→ INSTRUCTIONS FOR THE TASK
Copy out, word for word, everything in the items below from the line containing "Point out the front fender" down to the end of the items.

→ AVAILABLE RECORDS
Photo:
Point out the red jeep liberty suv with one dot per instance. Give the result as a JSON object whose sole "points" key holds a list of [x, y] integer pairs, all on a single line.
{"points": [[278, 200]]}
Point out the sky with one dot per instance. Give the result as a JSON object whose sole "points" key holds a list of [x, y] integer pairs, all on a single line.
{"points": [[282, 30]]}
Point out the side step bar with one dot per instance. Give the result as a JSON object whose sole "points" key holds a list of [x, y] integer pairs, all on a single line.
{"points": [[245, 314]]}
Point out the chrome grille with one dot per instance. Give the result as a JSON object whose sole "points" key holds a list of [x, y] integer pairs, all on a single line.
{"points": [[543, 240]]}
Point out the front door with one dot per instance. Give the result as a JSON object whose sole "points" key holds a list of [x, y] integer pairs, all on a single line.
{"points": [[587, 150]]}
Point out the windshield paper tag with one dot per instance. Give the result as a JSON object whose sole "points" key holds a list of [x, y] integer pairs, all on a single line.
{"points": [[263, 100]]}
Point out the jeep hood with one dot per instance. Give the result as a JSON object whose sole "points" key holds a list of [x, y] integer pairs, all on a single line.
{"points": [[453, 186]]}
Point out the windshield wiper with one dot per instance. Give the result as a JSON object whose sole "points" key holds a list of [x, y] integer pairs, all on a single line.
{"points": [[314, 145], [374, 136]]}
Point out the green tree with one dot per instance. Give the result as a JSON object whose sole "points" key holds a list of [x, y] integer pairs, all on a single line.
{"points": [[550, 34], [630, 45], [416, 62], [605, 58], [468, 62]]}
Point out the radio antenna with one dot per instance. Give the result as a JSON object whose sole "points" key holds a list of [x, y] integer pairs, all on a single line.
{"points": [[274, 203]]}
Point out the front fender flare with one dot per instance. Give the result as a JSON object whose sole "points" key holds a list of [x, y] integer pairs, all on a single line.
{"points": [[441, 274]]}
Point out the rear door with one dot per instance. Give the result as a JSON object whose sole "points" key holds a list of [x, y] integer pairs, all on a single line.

→ OUTPUT OF THE EXERCISE
Point out the front fender flare with one dot per instance. Give the result as a JSON object whose sole "points" key holds a list of [x, y] integer pairs, all on a single line.
{"points": [[441, 274]]}
Point out the rear door with one dot per instance. Give the result as a JSON object whose sole "points" key holds a list of [x, y] integer pairs, all on a single line.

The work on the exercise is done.